> [TAREFAS A RESOLVER]:
1. No texto extraído, qual foi a primeira decisão tomada pela nova gestão?
2. Escreva a continuação do texto sobre o abandono das medidas de proteção na República Tcheca, começando logo após a última frase.

----- TEXTO EXTRAÍDO -----

A primeira decisão tomada pela nova gestão foi descartar o antigo plano de imunização. No esquema atual, além da vacinação não ser mais exigida em estabelecimentos, ela também é eletiva para pessoas da terceira idade e alguns profissionais. “Se você quer ir numa festa, num bar, não é mais obrigado a apresentar nada”. O estudante de história comenta que frequentemente acontecem confraternizações em espaços fechados lotados e que ninguém mais comenta sobre a doença.
“Você não precisa nem falar tcheco para ver nas notícias que isso não é prioridade aqui. É uma vida normal. Eles estão tentando copiar países como a Dinamarca e o Reino Unido, que tiraram as medidas de proteção e estão tentando tocar a vida pra frente”. Apesar do Reino Unido não apresentar crescente número de mortos, com as novas políticas, a Dinamarca bateu seus recordes de contaminados e óbitos no último mês. Já a República Tcheca atingiu a marca de mais de 50 mil contaminados em um dia, com a Ômicron. Apesar do número de óbitos ter um significativo aumento, não chegou aos picos de 2021.

----- REGISTROS EXTRAÍDOS -----

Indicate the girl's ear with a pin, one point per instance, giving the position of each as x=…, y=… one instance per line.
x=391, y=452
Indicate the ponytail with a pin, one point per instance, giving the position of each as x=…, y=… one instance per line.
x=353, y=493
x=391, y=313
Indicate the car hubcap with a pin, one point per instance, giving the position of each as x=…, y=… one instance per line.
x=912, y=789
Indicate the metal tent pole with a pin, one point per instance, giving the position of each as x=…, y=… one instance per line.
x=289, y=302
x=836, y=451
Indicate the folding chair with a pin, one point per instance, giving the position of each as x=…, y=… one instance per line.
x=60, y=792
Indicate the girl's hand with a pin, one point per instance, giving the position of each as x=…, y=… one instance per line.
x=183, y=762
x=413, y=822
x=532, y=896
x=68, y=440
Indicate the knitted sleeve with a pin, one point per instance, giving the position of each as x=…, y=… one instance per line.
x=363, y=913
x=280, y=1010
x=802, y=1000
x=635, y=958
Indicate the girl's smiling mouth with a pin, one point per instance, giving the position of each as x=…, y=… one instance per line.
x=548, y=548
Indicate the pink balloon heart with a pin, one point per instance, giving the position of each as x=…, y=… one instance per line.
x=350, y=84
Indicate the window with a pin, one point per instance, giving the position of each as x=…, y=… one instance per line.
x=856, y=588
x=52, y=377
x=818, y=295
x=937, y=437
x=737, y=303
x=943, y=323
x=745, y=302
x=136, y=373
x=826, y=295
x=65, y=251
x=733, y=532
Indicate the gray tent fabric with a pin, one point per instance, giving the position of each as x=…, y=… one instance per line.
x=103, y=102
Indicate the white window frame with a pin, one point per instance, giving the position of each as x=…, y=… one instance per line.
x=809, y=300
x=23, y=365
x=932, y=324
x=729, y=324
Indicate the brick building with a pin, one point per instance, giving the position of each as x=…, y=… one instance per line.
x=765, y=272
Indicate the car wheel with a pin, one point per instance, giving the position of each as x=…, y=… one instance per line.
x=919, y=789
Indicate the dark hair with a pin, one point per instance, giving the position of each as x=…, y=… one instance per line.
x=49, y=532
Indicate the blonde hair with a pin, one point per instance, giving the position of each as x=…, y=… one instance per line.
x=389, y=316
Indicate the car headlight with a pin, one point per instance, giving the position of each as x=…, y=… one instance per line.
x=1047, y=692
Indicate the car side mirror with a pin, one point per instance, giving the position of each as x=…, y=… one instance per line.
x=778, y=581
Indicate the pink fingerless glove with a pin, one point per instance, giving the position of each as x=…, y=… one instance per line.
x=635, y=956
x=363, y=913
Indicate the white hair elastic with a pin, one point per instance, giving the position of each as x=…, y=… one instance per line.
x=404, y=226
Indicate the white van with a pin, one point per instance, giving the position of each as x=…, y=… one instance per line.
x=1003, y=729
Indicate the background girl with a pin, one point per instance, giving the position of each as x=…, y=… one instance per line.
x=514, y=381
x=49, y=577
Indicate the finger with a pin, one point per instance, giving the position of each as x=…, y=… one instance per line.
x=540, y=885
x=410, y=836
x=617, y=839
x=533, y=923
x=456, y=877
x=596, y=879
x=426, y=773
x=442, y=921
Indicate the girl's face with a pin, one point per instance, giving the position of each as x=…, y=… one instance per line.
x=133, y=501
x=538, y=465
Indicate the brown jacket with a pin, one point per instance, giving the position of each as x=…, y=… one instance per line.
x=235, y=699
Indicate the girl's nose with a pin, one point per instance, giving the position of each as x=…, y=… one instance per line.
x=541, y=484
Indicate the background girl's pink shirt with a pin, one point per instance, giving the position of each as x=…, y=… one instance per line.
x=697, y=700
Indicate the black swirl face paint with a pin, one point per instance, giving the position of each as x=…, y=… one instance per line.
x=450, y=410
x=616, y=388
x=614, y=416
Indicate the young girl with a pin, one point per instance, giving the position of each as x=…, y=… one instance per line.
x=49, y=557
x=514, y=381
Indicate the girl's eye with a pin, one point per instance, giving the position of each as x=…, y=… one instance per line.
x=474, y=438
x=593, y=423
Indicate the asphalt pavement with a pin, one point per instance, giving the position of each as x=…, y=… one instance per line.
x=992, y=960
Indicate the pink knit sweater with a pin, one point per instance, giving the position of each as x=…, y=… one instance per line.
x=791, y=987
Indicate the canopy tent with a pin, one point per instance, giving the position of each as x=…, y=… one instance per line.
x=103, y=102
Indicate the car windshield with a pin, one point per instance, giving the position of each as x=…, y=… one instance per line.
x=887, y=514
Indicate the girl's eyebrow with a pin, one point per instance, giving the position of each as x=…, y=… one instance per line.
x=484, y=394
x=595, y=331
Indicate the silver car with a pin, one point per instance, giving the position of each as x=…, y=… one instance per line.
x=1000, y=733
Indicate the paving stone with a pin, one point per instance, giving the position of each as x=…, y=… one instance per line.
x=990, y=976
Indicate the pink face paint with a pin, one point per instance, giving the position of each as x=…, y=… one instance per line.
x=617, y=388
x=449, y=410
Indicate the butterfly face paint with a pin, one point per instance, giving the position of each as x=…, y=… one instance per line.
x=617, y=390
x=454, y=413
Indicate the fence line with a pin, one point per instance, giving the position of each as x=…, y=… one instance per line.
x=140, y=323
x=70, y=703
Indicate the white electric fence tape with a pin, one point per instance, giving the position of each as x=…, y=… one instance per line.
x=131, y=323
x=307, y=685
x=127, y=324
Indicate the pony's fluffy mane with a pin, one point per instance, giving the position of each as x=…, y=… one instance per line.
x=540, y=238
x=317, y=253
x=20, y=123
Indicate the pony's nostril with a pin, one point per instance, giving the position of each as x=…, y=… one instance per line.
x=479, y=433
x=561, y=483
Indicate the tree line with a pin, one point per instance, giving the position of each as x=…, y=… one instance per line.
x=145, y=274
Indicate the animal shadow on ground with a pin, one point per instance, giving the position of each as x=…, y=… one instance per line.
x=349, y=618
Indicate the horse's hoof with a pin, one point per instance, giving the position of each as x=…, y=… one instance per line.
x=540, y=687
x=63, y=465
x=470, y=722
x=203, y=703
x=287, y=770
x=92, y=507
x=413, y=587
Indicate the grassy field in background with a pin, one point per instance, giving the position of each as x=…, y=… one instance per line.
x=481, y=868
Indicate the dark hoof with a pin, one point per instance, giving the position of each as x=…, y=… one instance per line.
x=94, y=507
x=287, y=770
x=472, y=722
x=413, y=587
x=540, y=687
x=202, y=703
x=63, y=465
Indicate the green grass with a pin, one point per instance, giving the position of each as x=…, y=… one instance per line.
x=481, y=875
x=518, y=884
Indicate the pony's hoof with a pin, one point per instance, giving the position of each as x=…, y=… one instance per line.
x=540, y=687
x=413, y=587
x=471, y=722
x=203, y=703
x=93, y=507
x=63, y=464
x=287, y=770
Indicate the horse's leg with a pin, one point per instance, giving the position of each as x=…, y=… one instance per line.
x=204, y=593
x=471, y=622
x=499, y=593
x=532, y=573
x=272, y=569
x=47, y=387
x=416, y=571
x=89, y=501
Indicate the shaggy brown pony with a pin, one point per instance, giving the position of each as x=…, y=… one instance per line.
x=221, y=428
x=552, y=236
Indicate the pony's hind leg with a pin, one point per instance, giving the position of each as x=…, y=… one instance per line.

-----

> [LISTA DE RESPOSTAS]:
1. Descartar o antigo plano de imunização.

2.
CONDUTA DA UNIVERSITY OF HRADEC KRÁLOVÉ
Em setembro de 2021, quando Henrique chegou em Hradec Králové (CZ), a universidade estava aderindo ao modelo híbrido de educação. Porém, o estudante relembra que devido à quantidade de professores contaminados, algumas aulas que estavam liberadas para serem presenciais aconteceram de forma remota. Hoje, o cenário mudou e o ensino é 100% presencial.
Com o fim do ensino remoto, a instituição afirma que seus protocolos contra a Covid-19 incluem a obrigatoriedade do uso de máscaras e uma prova de que o estudante não está com a doença, seja pelo comprovante da vacina ou por um exame PCR. Apesar do posicionamento da universidade, Henrique alega que, na prática, o certificado de imunização ou os testes negativos não estão sendo solicitados. Mesmo sendo a onda mais contagiosa que o estudante viu na República Tcheca, ele admite ter colegas que decidiram não se vacinar.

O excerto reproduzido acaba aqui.